- [Texto para leitura]:
Luiz Carlos Borges da Silveira
O Brasil pode acabar ainda este ano com o instituto da reeleição para os cargos executivos: presidente da República, governadores e prefeitos. O fim da possibilidade de um segundo mandato consecutivo será culpa dos próprios políticos que não entendem sua importância e defraudam completamente o sistema.
Para revogar a reeleição é necessária uma PEC (Proposta de Emenda Constitucional) e já existe no Senado projeto nesse sentido em análise na Comissão de Constituição e Justiça (CCJ). Como o presidente da Casa, Rodrigo Pacheco, é favorável, provavelmente a tramitação não encontrará resistência ou delongas. Vale lembrar que para efeito legal, alterações na legislação eleitoral devem ocorrer com pelo menos um ano de antecedência da próxima eleição. Aliás, está em discussão no Congresso a possibilidade de que os prazos para aplicação da norma sejam negociados por ocasião da votação da matéria, segundo declarou o presidente do Senado.

- [Dados disponíveis]:
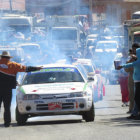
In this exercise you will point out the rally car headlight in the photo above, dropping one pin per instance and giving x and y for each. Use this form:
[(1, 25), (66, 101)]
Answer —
[(78, 94), (31, 97)]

- [Suas tarefas]:
1. De acordo com o texto sobre a reeleição, em qual comissão do Senado se encontra em análise o projeto que propõe revogá-la?
2. Prossiga com o texto sobre o fim da reeleição, dando continuidade a ele a partir de sua última frase.

- [Respostas fornecidas]:
1. Na Comissão de Constituição e Justiça (CCJ).

2.
Ao que parece, desta vez há clima favorável para modificar a legislação, as lideranças políticas se convenceram que a reeleição é inadequada; no Brasil não há tradição nem cultura política para tal sistema. Exemplos e fatos constantemente comprovam isso. Reeleição não é boa para a política e principalmente para o país, para estados e municípios.
Argumentos que mostram ser a reeleição prejudicial: o presidente da República, por exemplo, desde o início de seu mandato está focado na campanha para garantir um segundo período. Isso compromete a gestão pública, prejudica o governo porque o governante faz gastos e aumenta despesas com projetos e ações populistas cujo objetivo é conquistar a popularidade e a simpatia junto ao eleitorado. Acaba deixando um legado de dívidas, obras inacabadas e compromissos ao sucessor.
Entre os exemplos mais evidentes pode ser citado o governo Dilma Rousseff, que deixou o país em situação extremamente frágil, comprometido por conta de medidas populistas que visavam suprir a falta de empatia eleitoral e reverter a enorme rejeição que enfrentava. Tudo por um novo mandato. O resultado disso foram os anos seguintes de desorganização do Estado e descontrole da economia.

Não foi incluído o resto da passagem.